Print the records below exactly as they appear. Omit all pictures.

┌──

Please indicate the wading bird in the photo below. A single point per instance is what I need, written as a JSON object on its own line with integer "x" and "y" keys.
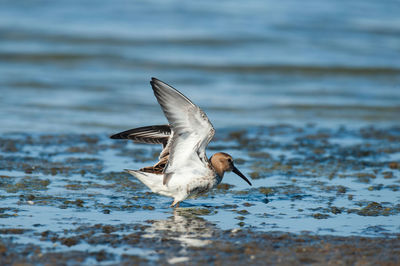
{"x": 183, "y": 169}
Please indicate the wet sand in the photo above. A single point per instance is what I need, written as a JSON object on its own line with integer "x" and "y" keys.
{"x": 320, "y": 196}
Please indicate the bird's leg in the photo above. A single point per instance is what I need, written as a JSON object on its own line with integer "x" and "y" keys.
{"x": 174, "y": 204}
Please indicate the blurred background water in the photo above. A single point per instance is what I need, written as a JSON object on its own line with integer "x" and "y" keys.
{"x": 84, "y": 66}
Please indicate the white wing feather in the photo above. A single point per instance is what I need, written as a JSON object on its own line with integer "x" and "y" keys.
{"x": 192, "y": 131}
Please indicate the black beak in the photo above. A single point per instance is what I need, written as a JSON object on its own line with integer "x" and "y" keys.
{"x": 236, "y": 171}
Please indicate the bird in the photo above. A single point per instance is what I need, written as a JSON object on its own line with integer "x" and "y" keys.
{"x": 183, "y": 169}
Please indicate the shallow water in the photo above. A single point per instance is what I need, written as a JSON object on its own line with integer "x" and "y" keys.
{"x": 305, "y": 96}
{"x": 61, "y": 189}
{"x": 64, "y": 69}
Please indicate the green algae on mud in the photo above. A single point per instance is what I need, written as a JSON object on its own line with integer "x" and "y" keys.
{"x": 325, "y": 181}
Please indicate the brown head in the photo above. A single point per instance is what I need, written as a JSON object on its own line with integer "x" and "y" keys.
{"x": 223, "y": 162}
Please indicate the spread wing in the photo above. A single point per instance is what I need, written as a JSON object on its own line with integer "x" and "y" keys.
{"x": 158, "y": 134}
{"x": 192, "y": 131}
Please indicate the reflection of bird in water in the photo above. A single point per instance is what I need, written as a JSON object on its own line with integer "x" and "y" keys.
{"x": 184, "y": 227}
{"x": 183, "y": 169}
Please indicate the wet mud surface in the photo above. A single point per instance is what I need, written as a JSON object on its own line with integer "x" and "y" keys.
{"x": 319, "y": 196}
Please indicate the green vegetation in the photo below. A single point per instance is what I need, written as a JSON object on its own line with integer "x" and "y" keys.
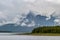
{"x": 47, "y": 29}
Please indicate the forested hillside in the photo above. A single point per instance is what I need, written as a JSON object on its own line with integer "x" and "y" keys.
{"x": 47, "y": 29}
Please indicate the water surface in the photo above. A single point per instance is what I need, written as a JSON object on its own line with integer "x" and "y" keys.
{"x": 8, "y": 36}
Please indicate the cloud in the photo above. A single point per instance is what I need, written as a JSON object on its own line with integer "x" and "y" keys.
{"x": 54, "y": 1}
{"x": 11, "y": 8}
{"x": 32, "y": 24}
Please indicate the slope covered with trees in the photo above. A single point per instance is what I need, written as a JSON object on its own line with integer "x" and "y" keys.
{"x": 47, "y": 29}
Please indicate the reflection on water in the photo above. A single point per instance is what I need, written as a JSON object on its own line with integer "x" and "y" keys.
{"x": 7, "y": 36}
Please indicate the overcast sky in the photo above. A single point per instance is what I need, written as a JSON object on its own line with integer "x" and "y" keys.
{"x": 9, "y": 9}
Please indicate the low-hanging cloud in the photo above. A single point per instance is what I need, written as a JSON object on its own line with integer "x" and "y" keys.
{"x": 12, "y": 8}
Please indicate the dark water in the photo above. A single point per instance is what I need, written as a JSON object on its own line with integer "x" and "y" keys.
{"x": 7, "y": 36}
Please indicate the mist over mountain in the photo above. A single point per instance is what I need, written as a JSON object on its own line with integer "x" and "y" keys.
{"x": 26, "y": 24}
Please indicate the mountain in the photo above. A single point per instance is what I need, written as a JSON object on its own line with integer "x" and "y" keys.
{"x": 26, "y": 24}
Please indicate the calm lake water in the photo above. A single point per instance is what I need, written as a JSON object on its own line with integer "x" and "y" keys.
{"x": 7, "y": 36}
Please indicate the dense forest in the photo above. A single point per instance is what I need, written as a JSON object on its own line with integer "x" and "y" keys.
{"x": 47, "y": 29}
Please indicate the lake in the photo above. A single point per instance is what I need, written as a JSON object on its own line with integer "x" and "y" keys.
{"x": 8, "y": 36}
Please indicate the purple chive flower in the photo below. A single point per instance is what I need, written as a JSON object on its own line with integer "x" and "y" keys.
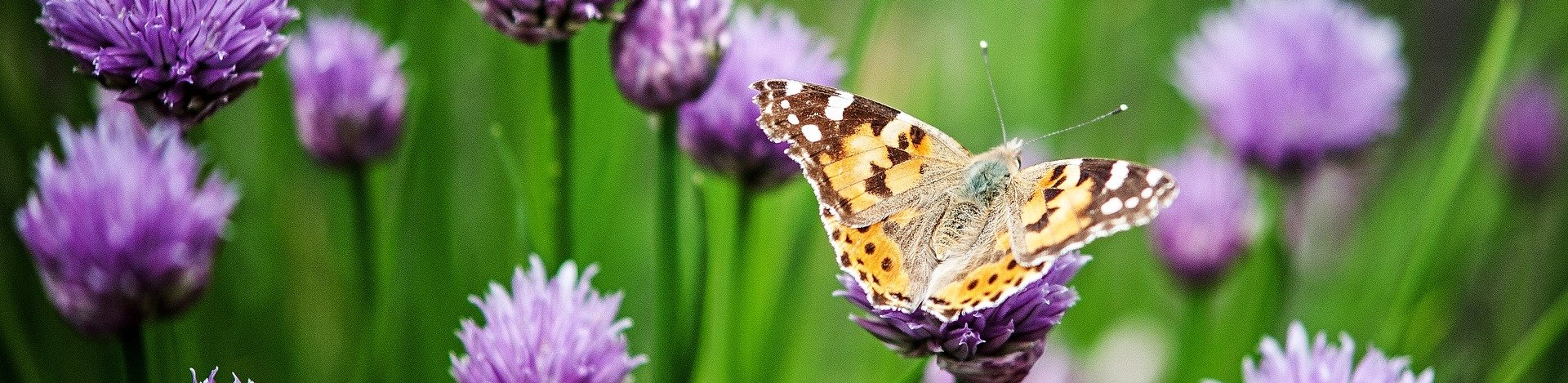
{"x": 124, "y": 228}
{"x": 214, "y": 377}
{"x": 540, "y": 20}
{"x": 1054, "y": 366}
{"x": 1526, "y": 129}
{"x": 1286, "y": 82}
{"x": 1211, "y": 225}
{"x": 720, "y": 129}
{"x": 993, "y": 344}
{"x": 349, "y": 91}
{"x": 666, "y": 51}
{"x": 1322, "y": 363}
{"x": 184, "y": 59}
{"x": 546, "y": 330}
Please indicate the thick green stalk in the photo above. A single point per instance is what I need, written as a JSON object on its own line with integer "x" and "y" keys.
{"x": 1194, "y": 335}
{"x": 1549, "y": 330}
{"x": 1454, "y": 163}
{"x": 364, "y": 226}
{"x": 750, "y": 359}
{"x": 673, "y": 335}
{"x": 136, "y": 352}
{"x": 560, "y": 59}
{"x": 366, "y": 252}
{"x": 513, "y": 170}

└──

### Response to this exercise
Please indicate the wading bird in the photo below. A single point per instance is what I need, written as a JSON object on its own line with integer "x" and "y" keys.
{"x": 183, "y": 169}
Please indicate the wet sand in the photo above. A single point per instance is what I need, written as a JSON object on its own line with integer "x" and "y" keys.
{"x": 320, "y": 196}
Please indicate the bird's leg in the photo above. A single point per instance is what I need, written as a JSON object on its own line with integer "x" and "y" keys.
{"x": 174, "y": 204}
Please indicate the blurred background water in the photo above. A single point per instance is what I need, written as a JSON object on its own line with integer "x" and "y" keys.
{"x": 84, "y": 66}
Please indicate the white wing feather in the photo above. A single point per instance is what I need, written as a JSON object on its own line with integer "x" and "y" keys.
{"x": 192, "y": 131}
Please indicate the black beak in the photo above. A single point per instance is what I need, written as a JSON object on its own line with integer "x" and "y" keys.
{"x": 236, "y": 171}
Please indicate the bird in the photo above. A single point per instance is what I need, written as a JSON object on its own line with integer "x" and "y" keys.
{"x": 183, "y": 169}
Please indicate the shallow water in the photo above. A single point per instance is what I need, written as a JSON object on its own line with integer "x" and "y" keys.
{"x": 305, "y": 96}
{"x": 61, "y": 189}
{"x": 64, "y": 69}
Please indicate the green algae on mud in the photo above. A single point per instance is what I need, written as a JSON object on its own line with integer "x" and "y" keys.
{"x": 325, "y": 181}
Please indicate the brown head in the photo above. A single point per instance is what I need, written as a JSON object on its own line with integer "x" and "y" keys.
{"x": 223, "y": 162}
Please indicate the spread wing in the photo above. A single point per instance is what I need, written as a JSON object on its own line with integer "x" and "y" keys.
{"x": 158, "y": 134}
{"x": 192, "y": 131}
Please indicate the reflection of bird in water in the photo above. A single point per instance is what I need, written as a JSON object on its own line with integer "x" and "y" keys.
{"x": 184, "y": 227}
{"x": 183, "y": 169}
Please indicate the wet mud surface in the photo above. A single point per instance is what I need, written as a JSON object on its own line with integer "x" and "y" keys.
{"x": 319, "y": 196}
Please indicate the green vegetation in the photo below. A single point per instance is what I need, written as a JSON object on its own line with integer "x" and "y" keys.
{"x": 47, "y": 29}
Please indicate the forested hillside in the photo above. A single point per instance is what I need, written as a JSON object on its own line with integer "x" and "y" keys.
{"x": 47, "y": 29}
Please indicate the water surface in the photo above. A single point per instance is what I need, written as a JSON object on its own line with integer "x" and "y" keys.
{"x": 8, "y": 36}
Please indicate the cloud in the photo above. A single point per instance is what I need, written as a JSON object on its own line with integer "x" and "y" keys.
{"x": 54, "y": 1}
{"x": 11, "y": 8}
{"x": 32, "y": 24}
Please indicate the slope covered with trees in the photo above. A single point per instance is what I need, written as a JSON object on its own line with integer "x" and "y" keys.
{"x": 47, "y": 29}
Please indicate the reflection on water in the photo above. A single point per instance is what I need, written as a JSON object on its own line with integer "x" and "y" keys.
{"x": 7, "y": 36}
Please indicate the overcast sky in the photo above. A single point per instance is what I need, written as a JSON object on its own line with integer "x" and "y" keys.
{"x": 9, "y": 9}
Please indicate the low-hanging cloud in the photo above. A single point per instance is what I need, written as a JSON object on its own line with integer "x" and "y" keys.
{"x": 12, "y": 8}
Please indicate the dark water in the photo above. A single point per instance is what I need, written as a JSON object on its own line with integer "x" and "y" keys.
{"x": 7, "y": 36}
Please indicate the mist over mountain in the photo above. A single point per instance is what I need, written as a JSON object on its own line with integer "x" and "y" keys.
{"x": 26, "y": 24}
Please indicate the mountain in the photo above. A single point per instance is what I need, written as a JSON object on its own line with integer "x" and "y" keys.
{"x": 26, "y": 24}
Please indicate the calm lake water in the photo above. A single point per instance is what I need, written as a JSON object on its own line with integer "x" and "y" keys.
{"x": 7, "y": 36}
Please indicate the dense forest in the photo above. A single point per instance is what I need, written as a JSON object on its own line with integer "x" and "y" keys.
{"x": 47, "y": 29}
Please indicate the lake in the photo above. A single point per instance is what I need, written as a JSON object on its own line with integer "x" and "y" keys.
{"x": 8, "y": 36}
Please indicate the purple chive flower in the photo below. A single point per instance is what I need, written as a JSON object on its own line with integer "x" and "y" keys.
{"x": 124, "y": 228}
{"x": 214, "y": 377}
{"x": 540, "y": 20}
{"x": 1054, "y": 366}
{"x": 1526, "y": 129}
{"x": 1286, "y": 82}
{"x": 1211, "y": 225}
{"x": 720, "y": 129}
{"x": 993, "y": 344}
{"x": 349, "y": 91}
{"x": 666, "y": 51}
{"x": 1322, "y": 363}
{"x": 184, "y": 59}
{"x": 546, "y": 330}
Please indicate the thick green stalk in the photo above. A single point per instance is what I need, written as a JSON object on its own line with integer "x" and "y" keys.
{"x": 1194, "y": 335}
{"x": 1549, "y": 330}
{"x": 1454, "y": 163}
{"x": 364, "y": 226}
{"x": 750, "y": 359}
{"x": 673, "y": 335}
{"x": 136, "y": 352}
{"x": 560, "y": 59}
{"x": 366, "y": 252}
{"x": 513, "y": 170}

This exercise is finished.